[Collected data]
---

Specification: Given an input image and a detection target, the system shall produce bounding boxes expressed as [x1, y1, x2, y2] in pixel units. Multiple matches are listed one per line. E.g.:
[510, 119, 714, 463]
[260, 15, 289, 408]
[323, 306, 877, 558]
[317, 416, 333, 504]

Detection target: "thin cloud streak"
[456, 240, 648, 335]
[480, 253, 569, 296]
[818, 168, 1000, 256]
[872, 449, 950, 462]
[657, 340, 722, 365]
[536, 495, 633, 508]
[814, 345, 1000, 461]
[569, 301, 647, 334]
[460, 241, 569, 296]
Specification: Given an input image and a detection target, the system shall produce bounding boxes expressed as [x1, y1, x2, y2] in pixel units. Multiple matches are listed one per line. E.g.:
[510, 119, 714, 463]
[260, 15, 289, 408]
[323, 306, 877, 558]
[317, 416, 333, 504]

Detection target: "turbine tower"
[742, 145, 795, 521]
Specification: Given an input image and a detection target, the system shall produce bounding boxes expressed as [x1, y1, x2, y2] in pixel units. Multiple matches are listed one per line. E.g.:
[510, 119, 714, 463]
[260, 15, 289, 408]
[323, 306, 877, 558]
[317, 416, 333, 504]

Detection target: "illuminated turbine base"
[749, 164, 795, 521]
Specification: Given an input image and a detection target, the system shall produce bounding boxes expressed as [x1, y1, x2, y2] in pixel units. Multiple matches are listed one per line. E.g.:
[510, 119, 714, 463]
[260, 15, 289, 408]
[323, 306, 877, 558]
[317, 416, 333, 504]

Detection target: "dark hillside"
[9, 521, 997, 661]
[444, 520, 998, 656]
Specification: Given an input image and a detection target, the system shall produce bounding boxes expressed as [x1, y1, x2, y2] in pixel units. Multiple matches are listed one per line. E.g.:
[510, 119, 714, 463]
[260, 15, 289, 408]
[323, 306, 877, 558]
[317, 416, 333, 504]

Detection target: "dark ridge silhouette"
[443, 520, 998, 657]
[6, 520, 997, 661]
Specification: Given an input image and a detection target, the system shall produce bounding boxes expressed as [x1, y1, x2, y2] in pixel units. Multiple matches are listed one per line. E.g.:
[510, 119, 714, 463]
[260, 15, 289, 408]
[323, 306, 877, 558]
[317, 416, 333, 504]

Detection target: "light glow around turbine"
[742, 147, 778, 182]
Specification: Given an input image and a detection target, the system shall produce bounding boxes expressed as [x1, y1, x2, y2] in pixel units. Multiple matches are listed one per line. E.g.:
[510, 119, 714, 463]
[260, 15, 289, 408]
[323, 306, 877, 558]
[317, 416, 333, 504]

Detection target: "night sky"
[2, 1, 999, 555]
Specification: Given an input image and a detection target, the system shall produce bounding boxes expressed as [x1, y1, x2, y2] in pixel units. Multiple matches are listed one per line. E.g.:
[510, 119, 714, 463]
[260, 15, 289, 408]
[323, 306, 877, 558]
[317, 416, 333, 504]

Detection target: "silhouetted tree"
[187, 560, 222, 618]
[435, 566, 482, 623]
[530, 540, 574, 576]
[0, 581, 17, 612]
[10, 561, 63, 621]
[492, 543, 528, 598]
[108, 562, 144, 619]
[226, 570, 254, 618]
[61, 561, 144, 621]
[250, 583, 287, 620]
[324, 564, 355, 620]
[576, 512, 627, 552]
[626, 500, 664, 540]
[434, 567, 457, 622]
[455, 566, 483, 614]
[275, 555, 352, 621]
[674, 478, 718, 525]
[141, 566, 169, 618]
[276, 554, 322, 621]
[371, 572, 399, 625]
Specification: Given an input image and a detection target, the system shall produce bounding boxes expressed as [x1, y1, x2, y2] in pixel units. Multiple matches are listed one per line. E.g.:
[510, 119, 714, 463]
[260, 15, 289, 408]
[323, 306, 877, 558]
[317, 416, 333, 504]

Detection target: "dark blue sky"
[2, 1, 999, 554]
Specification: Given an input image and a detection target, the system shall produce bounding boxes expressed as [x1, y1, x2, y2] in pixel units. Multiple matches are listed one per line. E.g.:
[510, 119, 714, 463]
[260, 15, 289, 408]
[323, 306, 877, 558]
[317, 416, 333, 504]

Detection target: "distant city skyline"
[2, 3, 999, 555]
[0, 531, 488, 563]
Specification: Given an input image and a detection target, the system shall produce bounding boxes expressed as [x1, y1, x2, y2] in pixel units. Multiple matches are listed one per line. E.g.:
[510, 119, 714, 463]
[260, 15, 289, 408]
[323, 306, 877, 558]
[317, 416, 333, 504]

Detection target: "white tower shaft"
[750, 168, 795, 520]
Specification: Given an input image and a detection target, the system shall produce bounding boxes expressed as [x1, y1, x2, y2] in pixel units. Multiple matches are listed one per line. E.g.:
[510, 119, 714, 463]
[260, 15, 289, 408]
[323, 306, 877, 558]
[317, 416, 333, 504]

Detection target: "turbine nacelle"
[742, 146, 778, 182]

---

__TRY IT__.
Each entry above should be written again exactly.

__RESULT OF THE TASK__.
Specification: Given an input image and a detection target, the system shall produce bounding boxes expressed as [x1, y1, x2, y2] in pixel units. Multiple matches are listed one per line. E.g.:
[510, 119, 714, 463]
[260, 15, 289, 408]
[323, 306, 877, 558]
[317, 416, 333, 504]

Detection target: "thin cloud streak"
[456, 240, 648, 335]
[480, 253, 569, 296]
[818, 168, 1000, 256]
[872, 449, 950, 462]
[657, 340, 722, 365]
[536, 495, 633, 508]
[814, 345, 1000, 461]
[569, 301, 647, 334]
[460, 241, 569, 296]
Specification: Given an input image and a detection target, the system shall produce bounding boxes expressed as [x1, y1, x2, y2] in pixel units. Multiple matches are listed one per line. E.g.:
[510, 119, 714, 463]
[260, 15, 289, 408]
[323, 306, 877, 558]
[317, 416, 333, 504]

Detection target: "turbine tower"
[742, 145, 795, 521]
Specification: Given an input image and a detection target, the system shall produce bounding boxes expressed as [x1, y1, x2, y2] in pixel units. Multiple matches are listed one per line. E.g.:
[510, 119, 714, 463]
[260, 15, 289, 408]
[323, 306, 877, 558]
[317, 416, 333, 504]

Detection target: "illuminated turbine base"
[749, 164, 795, 521]
Specification: Given an input image and a detection target, the system shall produce bounding boxes expressed as [x1, y1, x2, y2] in pixel units. Multiple matches are listed one per line. E.g.:
[510, 119, 714, 463]
[260, 15, 289, 408]
[323, 306, 877, 558]
[317, 416, 333, 504]

Detection target: "dark hillside"
[9, 521, 997, 661]
[444, 520, 998, 656]
Specification: Given an input image and a detection target, the system shall produce bounding boxes expressed as [x1, y1, x2, y2] in pixel units. Multiple matches are listed one per line. E.g.:
[510, 119, 714, 463]
[260, 15, 289, 408]
[323, 306, 877, 558]
[317, 416, 333, 504]

Detection target: "dark ridge silhouette"
[443, 520, 998, 657]
[6, 520, 997, 661]
Specification: Given an input image and a detection target, the system shall produce bounding boxes expressed as [x1, y1, x2, y2] in pixel units. Multiple matches are listed one per line. E.g.:
[510, 119, 714, 463]
[260, 15, 289, 408]
[323, 306, 877, 558]
[317, 416, 333, 504]

Detection target: "light glow around turbine"
[742, 147, 778, 182]
Specification: Given an input image and a detection target, the system shall produce bounding boxes expressed as [x1, y1, x2, y2] in pixel units. Multiple matches are listed one per line. E.g.:
[510, 119, 714, 463]
[260, 15, 289, 408]
[323, 306, 877, 558]
[317, 416, 333, 504]

Detection target: "night sky"
[2, 1, 999, 555]
Specification: Given an input image and a detection target, the system shall produce bounding boxes expressed as [x1, y1, x2, y2] in pixel units. Multiple matches are listed one per line. E.g.:
[510, 119, 714, 463]
[260, 15, 289, 408]
[323, 306, 877, 558]
[317, 416, 333, 504]

Detection target: "silhouetted tree"
[187, 560, 222, 618]
[435, 566, 482, 623]
[530, 540, 574, 576]
[0, 581, 17, 612]
[10, 561, 63, 621]
[492, 543, 528, 598]
[108, 562, 144, 619]
[226, 570, 254, 618]
[61, 561, 144, 621]
[250, 583, 287, 620]
[324, 564, 355, 620]
[576, 512, 627, 552]
[626, 500, 664, 540]
[434, 567, 457, 622]
[455, 566, 483, 614]
[275, 555, 352, 621]
[674, 478, 718, 525]
[141, 566, 169, 618]
[276, 554, 322, 621]
[371, 572, 399, 625]
Specification: Given an input image and a detection target, the system shall produce bounding boxes expressed as [x1, y1, x2, y2] in pixel units. Multiple matches are listed one per line. E.g.:
[510, 119, 714, 463]
[260, 15, 289, 408]
[323, 306, 877, 558]
[317, 416, 333, 504]

Detection target: "dark blue sky"
[2, 1, 999, 554]
Specification: Given an input image and a detection target, the system shall produce bounding boxes expressed as [x1, y1, x2, y2] in pixel units. Multiple matches are listed one per line. E.g.:
[510, 119, 714, 463]
[260, 15, 289, 408]
[323, 306, 877, 558]
[317, 416, 333, 504]

Detection target: "distant city skyline"
[2, 3, 999, 555]
[0, 531, 488, 563]
Specification: Given an input image and a detection target, the system shall produce bounding boxes expressed as [x1, y1, x2, y2] in pixel units. Multiple matches are listed one per line. E.g.:
[510, 119, 714, 463]
[260, 15, 289, 408]
[323, 306, 877, 558]
[317, 416, 333, 504]

Detection target: "white tower shaft"
[750, 168, 795, 520]
Specification: Given an input image and a detection target, the system shall produce bounding boxes expressed as [x1, y1, x2, y2] in pixel units. Multiple matches are listed one per line. E.g.:
[510, 119, 714, 463]
[260, 15, 289, 408]
[323, 306, 877, 558]
[317, 416, 333, 504]

Detection target: "turbine nacelle"
[742, 146, 778, 182]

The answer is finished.